--- start Input rows ---

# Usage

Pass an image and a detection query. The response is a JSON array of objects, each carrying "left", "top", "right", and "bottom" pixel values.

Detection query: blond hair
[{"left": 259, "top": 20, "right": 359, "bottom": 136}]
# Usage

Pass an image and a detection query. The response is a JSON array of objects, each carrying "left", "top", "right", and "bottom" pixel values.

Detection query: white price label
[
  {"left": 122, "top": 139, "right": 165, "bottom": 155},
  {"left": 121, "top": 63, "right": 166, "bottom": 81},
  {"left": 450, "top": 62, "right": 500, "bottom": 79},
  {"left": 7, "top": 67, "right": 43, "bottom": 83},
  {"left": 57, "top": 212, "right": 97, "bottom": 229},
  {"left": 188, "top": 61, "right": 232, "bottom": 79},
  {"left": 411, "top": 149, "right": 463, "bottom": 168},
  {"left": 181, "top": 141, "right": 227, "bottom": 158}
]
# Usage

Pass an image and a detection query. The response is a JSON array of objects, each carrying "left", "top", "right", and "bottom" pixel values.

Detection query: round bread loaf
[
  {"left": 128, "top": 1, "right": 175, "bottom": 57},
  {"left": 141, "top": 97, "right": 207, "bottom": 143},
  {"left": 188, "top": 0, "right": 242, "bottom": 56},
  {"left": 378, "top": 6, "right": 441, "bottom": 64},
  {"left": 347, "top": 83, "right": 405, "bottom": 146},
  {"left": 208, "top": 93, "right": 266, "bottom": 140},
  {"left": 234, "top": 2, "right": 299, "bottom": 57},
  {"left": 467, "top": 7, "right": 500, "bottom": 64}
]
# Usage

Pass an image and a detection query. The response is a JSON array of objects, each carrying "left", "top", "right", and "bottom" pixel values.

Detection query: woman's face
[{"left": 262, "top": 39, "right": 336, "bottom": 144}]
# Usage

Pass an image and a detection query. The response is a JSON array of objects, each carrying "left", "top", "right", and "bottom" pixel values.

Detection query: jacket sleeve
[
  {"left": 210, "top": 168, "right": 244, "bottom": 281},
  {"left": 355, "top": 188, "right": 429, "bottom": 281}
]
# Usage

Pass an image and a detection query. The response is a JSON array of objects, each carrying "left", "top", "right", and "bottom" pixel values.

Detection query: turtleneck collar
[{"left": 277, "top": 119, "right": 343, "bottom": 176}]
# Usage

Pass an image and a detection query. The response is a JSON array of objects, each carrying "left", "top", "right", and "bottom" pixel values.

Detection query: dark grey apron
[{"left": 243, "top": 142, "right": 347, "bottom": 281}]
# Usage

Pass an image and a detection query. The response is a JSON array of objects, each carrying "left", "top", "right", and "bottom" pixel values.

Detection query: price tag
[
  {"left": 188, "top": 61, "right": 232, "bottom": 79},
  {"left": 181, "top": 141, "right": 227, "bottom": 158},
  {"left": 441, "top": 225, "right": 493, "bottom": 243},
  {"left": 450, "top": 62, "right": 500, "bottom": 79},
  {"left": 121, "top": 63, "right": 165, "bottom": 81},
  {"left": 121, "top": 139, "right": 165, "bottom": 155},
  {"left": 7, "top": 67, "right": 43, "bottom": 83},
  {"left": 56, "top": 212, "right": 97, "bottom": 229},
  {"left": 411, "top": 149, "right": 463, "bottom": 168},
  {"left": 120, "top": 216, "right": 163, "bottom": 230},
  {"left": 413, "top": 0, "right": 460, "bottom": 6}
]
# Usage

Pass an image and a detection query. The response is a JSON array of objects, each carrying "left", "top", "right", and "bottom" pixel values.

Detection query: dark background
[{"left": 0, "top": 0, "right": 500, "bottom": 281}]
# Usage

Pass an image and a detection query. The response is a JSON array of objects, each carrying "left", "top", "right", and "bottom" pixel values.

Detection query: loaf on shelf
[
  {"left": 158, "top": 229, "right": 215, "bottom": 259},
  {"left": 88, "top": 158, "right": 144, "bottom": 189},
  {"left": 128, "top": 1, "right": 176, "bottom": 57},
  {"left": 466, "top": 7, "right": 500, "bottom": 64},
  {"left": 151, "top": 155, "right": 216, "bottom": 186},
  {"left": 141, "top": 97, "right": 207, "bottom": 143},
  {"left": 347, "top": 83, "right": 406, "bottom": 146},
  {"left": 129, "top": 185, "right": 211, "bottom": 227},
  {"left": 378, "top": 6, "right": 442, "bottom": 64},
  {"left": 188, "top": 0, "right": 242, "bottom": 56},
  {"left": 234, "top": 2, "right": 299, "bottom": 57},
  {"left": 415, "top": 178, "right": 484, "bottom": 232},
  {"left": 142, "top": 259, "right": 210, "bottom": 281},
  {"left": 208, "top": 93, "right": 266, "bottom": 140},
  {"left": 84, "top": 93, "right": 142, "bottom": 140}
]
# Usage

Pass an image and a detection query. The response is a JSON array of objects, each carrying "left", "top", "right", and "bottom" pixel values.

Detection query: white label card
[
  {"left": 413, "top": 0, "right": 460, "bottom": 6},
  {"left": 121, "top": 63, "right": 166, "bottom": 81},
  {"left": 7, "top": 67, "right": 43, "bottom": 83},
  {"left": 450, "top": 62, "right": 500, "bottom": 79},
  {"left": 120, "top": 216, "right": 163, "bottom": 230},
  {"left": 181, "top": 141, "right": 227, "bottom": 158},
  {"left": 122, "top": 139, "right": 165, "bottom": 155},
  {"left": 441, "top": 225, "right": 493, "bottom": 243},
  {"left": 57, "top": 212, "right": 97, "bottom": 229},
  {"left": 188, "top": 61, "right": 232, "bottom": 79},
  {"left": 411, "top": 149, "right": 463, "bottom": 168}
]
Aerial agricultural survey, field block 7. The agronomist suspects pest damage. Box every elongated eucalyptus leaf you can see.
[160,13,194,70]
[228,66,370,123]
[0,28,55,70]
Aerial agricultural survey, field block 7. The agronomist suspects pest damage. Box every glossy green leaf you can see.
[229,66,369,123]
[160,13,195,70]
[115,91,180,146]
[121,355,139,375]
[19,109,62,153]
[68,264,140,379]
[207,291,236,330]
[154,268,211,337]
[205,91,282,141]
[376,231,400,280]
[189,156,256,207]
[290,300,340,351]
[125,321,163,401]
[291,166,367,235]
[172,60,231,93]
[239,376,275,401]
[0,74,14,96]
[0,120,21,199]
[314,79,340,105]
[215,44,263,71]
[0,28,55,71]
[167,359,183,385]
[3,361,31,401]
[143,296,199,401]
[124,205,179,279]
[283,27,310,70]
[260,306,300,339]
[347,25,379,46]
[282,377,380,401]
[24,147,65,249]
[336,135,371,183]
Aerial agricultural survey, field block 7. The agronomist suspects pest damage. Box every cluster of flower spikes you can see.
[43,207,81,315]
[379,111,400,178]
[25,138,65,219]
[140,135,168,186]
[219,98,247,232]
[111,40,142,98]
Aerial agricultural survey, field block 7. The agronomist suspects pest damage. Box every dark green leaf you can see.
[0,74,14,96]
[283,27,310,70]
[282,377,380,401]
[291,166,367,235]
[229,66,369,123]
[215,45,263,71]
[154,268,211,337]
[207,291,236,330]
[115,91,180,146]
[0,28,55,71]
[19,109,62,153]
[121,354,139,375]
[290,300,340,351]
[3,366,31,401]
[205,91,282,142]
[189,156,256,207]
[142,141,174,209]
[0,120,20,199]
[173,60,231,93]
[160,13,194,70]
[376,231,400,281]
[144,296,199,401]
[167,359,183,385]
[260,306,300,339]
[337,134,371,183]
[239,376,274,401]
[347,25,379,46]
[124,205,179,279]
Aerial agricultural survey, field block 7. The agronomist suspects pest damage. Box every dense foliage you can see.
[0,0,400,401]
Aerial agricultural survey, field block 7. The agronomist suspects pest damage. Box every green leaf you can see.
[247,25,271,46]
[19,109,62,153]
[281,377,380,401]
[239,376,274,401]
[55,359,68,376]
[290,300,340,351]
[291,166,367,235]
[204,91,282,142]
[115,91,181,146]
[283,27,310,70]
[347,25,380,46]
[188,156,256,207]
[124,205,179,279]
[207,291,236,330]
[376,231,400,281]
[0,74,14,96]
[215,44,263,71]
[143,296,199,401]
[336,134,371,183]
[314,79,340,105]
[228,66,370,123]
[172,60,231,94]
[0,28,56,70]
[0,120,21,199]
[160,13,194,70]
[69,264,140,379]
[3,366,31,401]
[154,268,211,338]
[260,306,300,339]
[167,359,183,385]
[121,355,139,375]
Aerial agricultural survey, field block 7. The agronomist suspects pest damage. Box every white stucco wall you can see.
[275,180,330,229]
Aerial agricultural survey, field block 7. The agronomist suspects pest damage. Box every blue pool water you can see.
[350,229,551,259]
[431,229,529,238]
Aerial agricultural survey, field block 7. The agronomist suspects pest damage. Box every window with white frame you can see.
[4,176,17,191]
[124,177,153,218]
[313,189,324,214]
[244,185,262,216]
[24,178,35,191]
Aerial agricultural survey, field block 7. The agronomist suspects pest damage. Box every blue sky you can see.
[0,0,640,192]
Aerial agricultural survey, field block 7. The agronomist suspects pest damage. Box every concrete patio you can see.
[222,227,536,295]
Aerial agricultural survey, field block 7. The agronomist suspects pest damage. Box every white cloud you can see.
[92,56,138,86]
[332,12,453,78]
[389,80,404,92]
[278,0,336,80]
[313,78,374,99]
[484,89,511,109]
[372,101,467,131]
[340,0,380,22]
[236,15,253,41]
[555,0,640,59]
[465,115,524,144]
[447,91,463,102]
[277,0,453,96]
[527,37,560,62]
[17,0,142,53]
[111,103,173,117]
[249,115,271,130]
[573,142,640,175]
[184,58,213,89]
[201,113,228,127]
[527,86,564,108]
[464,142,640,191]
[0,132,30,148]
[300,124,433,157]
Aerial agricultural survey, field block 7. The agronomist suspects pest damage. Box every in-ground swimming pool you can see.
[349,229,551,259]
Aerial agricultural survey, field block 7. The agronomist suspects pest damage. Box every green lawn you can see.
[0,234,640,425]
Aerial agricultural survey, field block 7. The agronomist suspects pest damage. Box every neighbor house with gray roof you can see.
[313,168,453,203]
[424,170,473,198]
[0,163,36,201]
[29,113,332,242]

--- end Input rows ---

Copy the data word for word, beginning at the line containing "foliage you can see." and continuing through the line containing "[275,180,330,229]".

Result of the task ::
Aerial agricultural survey, field block 7. The agronomist suspects pest damage. Box every dense foliage you can see.
[0,0,400,401]
Aerial agricultural survey, field block 7. The agronomist suspects pest damage. Box every green leaf you can see.
[247,25,271,46]
[19,109,62,153]
[281,377,380,401]
[239,376,274,401]
[55,359,68,376]
[290,300,340,351]
[291,166,367,235]
[204,91,282,142]
[115,91,181,146]
[283,27,310,70]
[347,25,380,46]
[188,156,256,207]
[124,205,179,279]
[207,291,236,330]
[376,231,400,281]
[0,74,14,96]
[215,44,263,71]
[143,296,199,401]
[336,134,371,183]
[314,79,340,105]
[228,66,370,123]
[172,60,231,94]
[0,28,56,70]
[0,120,21,199]
[160,13,194,70]
[69,264,140,379]
[3,366,31,401]
[154,268,211,338]
[260,306,300,339]
[167,359,183,385]
[121,355,139,375]
Aerial agricultural survey, field block 7. The agronomist suspects pest damage. Box every white stucco wall you can see.
[275,180,330,229]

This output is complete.